Vivo a Catania da quattro anni, per motivi di studio, e ho conosciuto diversi angoli di una città che è profondamente diversa dalla mia. Una delle differenze che mi ha colpito maggiormente non sta tanto nell’estensione geografica o nel carattere delle persone, ma nel rapporto che la società civile dimostra di avere nei confronti dei beni comuni. Infatti, se nella mia città si continua ad attendere una risposta dalle amministrazioni (quasi fosse Becket a delineare i profili dei personaggi della vita sociale), a Catania si decide di rispondere al silenzio dei luoghi di governo con l’azione e la riappropriazione di diversi spazi, “rubati” all’incuria e all’indifferenza generale. Accade così che gruppi di giovani e meno giovani decidano di occupare questi beni comuni e avviare progetti sociali, utili alla vita dei quartieri: è accaduto così sia a Librino con i Briganti, sia alla Palestra Lupo, che al Centro Polifunzionale-Midulla. Ho incontrato, nei giorni scorsi, Veronica, una delle attiviste per il Midulla, e le ho chiesto di spiegarmi.

Informazioni fornite =

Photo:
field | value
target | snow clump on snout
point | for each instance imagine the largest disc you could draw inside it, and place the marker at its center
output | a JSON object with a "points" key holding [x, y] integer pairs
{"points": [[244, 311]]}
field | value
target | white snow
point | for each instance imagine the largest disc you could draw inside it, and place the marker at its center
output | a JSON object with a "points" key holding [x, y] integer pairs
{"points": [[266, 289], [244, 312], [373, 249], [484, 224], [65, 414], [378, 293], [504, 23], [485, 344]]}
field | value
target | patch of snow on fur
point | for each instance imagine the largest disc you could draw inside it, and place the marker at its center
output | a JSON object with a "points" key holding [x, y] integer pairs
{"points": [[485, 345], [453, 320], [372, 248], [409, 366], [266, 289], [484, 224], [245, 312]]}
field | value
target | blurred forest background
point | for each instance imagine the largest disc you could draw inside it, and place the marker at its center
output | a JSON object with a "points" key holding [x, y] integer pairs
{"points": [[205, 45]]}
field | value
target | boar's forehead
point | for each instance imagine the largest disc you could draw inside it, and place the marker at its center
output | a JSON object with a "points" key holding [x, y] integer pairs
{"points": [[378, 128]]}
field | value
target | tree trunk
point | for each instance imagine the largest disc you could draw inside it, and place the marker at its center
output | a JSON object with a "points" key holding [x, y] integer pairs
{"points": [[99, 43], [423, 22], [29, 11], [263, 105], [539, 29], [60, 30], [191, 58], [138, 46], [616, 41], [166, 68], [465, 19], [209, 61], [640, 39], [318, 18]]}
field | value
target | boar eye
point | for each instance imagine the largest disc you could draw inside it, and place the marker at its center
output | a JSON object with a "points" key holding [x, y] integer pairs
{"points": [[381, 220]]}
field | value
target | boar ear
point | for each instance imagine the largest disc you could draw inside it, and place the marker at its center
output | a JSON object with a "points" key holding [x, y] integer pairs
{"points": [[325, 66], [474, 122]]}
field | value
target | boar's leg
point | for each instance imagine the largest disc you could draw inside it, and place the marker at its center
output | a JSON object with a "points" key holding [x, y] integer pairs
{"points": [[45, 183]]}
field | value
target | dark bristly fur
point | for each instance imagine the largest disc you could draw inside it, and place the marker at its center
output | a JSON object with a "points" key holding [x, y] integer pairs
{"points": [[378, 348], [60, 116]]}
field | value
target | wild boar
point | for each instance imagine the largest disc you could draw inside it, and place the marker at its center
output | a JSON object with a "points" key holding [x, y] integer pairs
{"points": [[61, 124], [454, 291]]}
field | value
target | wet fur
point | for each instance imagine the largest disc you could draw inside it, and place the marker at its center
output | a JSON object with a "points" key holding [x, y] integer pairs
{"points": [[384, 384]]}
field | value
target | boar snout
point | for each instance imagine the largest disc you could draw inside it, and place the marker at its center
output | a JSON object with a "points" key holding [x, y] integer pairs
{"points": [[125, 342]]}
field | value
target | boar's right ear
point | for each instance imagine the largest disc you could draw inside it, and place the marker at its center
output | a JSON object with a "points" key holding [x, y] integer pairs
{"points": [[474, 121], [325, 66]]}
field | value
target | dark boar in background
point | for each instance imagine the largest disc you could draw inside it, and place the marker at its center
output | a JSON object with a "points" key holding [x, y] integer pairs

Richiesta scritta = Per favore, elenca i luoghi di Catania dove, secondo il brano riportato, gruppi di giovani e meno giovani hanno occupato beni comuni per avviare progetti sociali.

Risultato =
- Librino, con i Briganti
- la Palestra Lupo
- il Centro Polifunzionale-Midulla